*Extract*.
Do people convert to voluntary often in your institutions? That wasn't common practice where I trained at all.
 
Do people convert to voluntary often in your institutions? That wasn't common practice where I trained at all.

This was very attending and unit specific. The chronic psychosis unit, not so much. The dual diagnosis/substance abuse unit? Almost everyone got offered a voluntary the morning after they admitted when they were properly sober.
 
This thread is mainly demonstrating to me that involuntary commitment practices are a hyperlocal phenomenon highly dependent on the character of the local courts that can vary WILDLY even within states with the exact same letter of the law.

For folks who do this on a semi-regular basis, you get to know the court system and judges pretty quickly and the feedback loop on this is completely different than medicine. The court either rules in your favor or does not. Even the most stalwart patient attorney's will usually provide some feedback if they have concerns about the case versus what they actually argue when court is in session.
 
Yep. Anyone off-hand know the case? I used to have it memorized but haven't had to need to reference it in years. It's an AAPL landmark case. As wrong as the hospital staff were I see this type of thing happening all the time like I said above, just not specific to going to Heaven.

*Stored data*.
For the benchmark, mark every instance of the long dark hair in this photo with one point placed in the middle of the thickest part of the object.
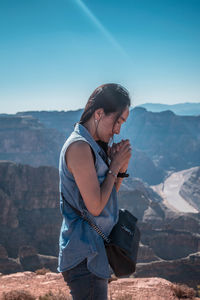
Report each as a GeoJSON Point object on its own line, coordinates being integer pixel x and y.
{"type": "Point", "coordinates": [112, 98]}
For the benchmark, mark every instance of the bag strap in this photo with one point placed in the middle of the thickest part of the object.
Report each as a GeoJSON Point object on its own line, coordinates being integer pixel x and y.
{"type": "Point", "coordinates": [90, 222]}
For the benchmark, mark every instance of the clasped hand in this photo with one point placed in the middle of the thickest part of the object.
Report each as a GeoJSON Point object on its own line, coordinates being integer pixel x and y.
{"type": "Point", "coordinates": [121, 154]}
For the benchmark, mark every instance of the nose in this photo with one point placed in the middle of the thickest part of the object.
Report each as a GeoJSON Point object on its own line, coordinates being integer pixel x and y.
{"type": "Point", "coordinates": [117, 129]}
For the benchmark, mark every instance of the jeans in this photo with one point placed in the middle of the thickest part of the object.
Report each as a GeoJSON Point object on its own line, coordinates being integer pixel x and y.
{"type": "Point", "coordinates": [84, 285]}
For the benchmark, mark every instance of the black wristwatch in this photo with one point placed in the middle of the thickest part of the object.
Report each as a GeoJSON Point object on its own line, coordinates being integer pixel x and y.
{"type": "Point", "coordinates": [123, 175]}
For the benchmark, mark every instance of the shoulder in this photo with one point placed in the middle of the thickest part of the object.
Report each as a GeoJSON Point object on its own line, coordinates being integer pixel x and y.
{"type": "Point", "coordinates": [78, 150]}
{"type": "Point", "coordinates": [78, 146]}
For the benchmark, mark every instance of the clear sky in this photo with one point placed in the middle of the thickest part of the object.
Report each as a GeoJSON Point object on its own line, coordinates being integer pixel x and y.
{"type": "Point", "coordinates": [54, 53]}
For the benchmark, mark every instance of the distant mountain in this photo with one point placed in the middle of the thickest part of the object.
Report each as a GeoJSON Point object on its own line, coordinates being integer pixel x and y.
{"type": "Point", "coordinates": [172, 142]}
{"type": "Point", "coordinates": [186, 109]}
{"type": "Point", "coordinates": [162, 142]}
{"type": "Point", "coordinates": [30, 218]}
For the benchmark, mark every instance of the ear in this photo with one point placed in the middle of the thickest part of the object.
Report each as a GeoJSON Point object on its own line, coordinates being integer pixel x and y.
{"type": "Point", "coordinates": [98, 113]}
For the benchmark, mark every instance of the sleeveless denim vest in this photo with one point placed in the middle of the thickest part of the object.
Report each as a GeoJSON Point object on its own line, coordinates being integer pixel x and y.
{"type": "Point", "coordinates": [78, 240]}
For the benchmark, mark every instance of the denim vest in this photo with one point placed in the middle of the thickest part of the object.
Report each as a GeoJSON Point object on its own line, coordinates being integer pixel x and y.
{"type": "Point", "coordinates": [78, 240]}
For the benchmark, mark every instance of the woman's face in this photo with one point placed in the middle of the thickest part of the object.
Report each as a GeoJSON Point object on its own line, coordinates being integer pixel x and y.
{"type": "Point", "coordinates": [108, 125]}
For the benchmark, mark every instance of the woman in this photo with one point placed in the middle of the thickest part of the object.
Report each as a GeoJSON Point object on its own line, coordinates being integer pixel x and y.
{"type": "Point", "coordinates": [89, 183]}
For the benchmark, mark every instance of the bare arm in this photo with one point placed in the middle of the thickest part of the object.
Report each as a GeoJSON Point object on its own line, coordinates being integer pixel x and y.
{"type": "Point", "coordinates": [80, 162]}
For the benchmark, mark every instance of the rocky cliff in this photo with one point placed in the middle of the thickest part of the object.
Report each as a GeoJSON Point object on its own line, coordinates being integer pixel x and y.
{"type": "Point", "coordinates": [25, 140]}
{"type": "Point", "coordinates": [30, 214]}
{"type": "Point", "coordinates": [133, 288]}
{"type": "Point", "coordinates": [162, 142]}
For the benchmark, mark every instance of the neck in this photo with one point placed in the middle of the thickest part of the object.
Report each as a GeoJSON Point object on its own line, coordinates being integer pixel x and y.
{"type": "Point", "coordinates": [91, 127]}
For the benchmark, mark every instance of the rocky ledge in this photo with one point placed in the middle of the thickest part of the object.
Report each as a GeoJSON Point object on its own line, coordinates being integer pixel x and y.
{"type": "Point", "coordinates": [126, 288]}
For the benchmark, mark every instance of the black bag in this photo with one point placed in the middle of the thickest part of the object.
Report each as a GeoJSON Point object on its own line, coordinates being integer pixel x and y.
{"type": "Point", "coordinates": [123, 244]}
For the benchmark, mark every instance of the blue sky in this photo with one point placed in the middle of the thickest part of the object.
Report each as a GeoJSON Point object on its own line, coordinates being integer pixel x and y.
{"type": "Point", "coordinates": [53, 54]}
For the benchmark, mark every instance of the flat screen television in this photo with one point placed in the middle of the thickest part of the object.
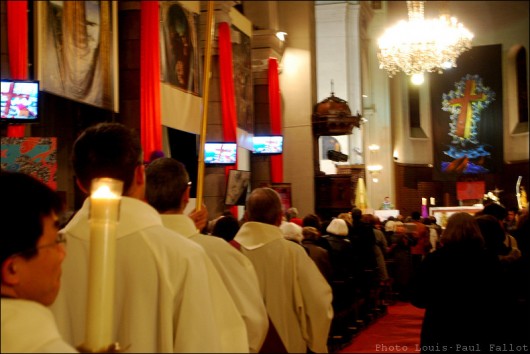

*What to work on*. Please carry on the thread on involuntary commitment, picking up after its last sentence. The data can be set aside.

*Output for this exercise*.
Zinermon v Burch
 
Hyperlocal is right. The laws of your state and the practices of the other services in your hospital are going to determine how this goes. Personally, based on my laws and situation, I need a patient to be able to understand that the admission is for observation and to be able to commit to at least 24 hours of such observation. They need to understand that psychiatric units are not hotels or even med/surg beds and that there will be loud noises, agitated peers and food that may not be the quality they are accustomed to. They won't have access to their phones, computers or even always be able to pick what's on TV (see hyperlocal). I also lay out the limitations of inpatient care in terms of personal counseling and the relative simplicity of group activities. If they aren't able to express an understanding of the above, a voluntary inpatient admission could be dangerous and the patient should be assessed for whether they meet an involuntary criteria or would be better served at a different level of care. Again, the specifics are hyperlocal, but inpatient admission should never be viewed as a purely benign intervention, any more than a surgery.
 
Hyperlocal is right. The laws of your state and the practices of the other services in your hospital are going to determine how this goes. Personally, based on my laws and situation, I need a patient to be able to understand that the admission is for observation and to be able to commit to at least 24 hours of such observation. They need to understand that psychiatric units are not hotels or even med/surg beds and that there will be loud noises, agitated peers and food that may not be the quality they are accustomed to. They won't have access to their phones, computers or even always be able to pick what's on TV (see hyperlocal). I also lay out the limitations of inpatient care in terms of personal counseling and the relative simplicity of group activities. If they aren't able to express an understanding of the above, a voluntary inpatient admission could be dangerous and the patient should be assessed for whether they meet an involuntary criteria or would be better served at a different level of care. Again, the specifics are hyperlocal, but inpatient admission should never be viewed as a purely benign intervention, any more than a surgery.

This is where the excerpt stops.